◆ **EXERCISE AIM**
Write out the entries exactly, pictures excluded.

◆ **LISTED ENTRIES**

—————

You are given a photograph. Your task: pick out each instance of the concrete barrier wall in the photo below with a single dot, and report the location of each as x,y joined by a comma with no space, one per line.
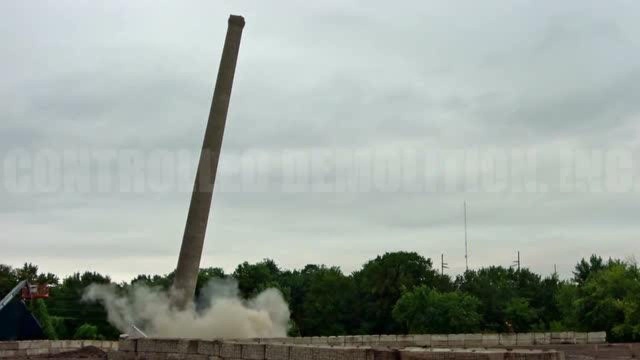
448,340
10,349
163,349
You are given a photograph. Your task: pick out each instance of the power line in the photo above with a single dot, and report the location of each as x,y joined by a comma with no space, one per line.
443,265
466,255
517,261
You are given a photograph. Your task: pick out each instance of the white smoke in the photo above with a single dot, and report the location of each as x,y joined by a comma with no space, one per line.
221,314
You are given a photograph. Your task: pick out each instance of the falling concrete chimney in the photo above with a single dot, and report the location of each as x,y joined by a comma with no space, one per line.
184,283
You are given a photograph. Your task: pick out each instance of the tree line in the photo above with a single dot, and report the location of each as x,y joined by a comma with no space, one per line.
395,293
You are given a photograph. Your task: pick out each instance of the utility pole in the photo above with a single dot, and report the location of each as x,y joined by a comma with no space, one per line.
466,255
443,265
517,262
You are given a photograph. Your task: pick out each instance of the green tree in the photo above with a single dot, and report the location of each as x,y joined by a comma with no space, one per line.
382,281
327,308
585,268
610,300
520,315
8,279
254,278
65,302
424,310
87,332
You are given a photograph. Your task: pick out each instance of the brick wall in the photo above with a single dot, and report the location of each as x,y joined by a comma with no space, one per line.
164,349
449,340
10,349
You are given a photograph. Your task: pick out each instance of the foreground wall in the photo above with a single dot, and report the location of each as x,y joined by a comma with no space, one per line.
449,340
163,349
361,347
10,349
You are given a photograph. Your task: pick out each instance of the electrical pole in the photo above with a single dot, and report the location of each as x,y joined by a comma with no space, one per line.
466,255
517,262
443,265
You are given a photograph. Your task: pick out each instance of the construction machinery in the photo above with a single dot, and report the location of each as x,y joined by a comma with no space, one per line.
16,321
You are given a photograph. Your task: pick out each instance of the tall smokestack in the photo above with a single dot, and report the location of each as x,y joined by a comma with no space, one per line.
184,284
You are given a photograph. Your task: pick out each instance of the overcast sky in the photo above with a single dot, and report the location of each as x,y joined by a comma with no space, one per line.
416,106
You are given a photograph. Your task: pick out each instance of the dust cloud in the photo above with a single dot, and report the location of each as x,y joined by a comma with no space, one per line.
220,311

—————

◆ **TASK OUTPUT**
You are given a photograph. Your task: pick out each instance of the concrete barrier wall in the photo below with a single dot, and report the location of each as x,y joined by a comma with no space, one per line.
448,340
10,349
163,349
You are given a photograph. Your task: pick out each instance of the power line in the photo above with a single dot, and report the location of each as x,y joined by a comma with no space, one per line.
443,265
466,255
517,261
You are given a photograph. Your task: pick out each instance of the white smoke in the photo above with a single dot, and report the location of each as x,y joined by a comma with no space, one per line.
221,314
You are given a photograph. Your task: pick out each instance of the falling concrete chimney in the photo above with a single dot, and report the location of each as x,y joined by a comma with no space, one per line.
184,283
You are given a photograph. Your task: pick out each instance of the tree line in the photo above with a single dot, and report the location of each as x,y joined by a comma with no space, one per line.
395,293
You are given a photograph. Your task: pick out each instance of the utility pole in the photo above with a single dot, and report the location of each as x,y joined by a comma with no space, one per line.
466,255
443,265
517,262
You are given a photograph. Your task: pick out each instance of the green tree in the photo above with a single dot, and report the location of each as x,y joined by a comma with no space, one per line.
382,281
327,308
585,268
610,300
520,315
8,279
254,278
65,302
424,310
87,332
You are given a photograph. Your task: pick out each instance of the brick wall in the photo above with a single dot, and report the location of each as x,y joined by a comma with no space, one per line.
164,349
449,340
10,349
You are given a photograph. Your task: pick out each instance of the foreground wall in the photo above with a single dot, and report the location of each as x,y joined by a comma with no space, one per line.
449,340
163,349
361,347
10,349
You are given a photograph. Your task: pick out each instance of the electrical pole in the photo above with a single dot, and report the location of each as x,y joined by a comma with no space, one per line.
466,255
517,262
443,265
You are given a photograph. Your task: pick out each instance of the construction machinery in the photo above with a single dot, and report the location of each as x,y joined by a comma with no space, one per line.
16,321
You are given a photograph. Your task: pick out each instance of the tall smokestack in the photo above with a single dot, and report the location of each as x,y joined by a comma with no space, one per line.
184,284
You are given a photograph. Your task: pick out each instance of the overcast sky in the photo above with a single dot, and report the location of each as x,y joined by a comma with no space, one per line.
416,106
You are given a photograph. Your task: pick out each instance of the dust cloud in the photo above with a single dot, and report the location of each as x,y joined by a comma with no space, one per line.
220,311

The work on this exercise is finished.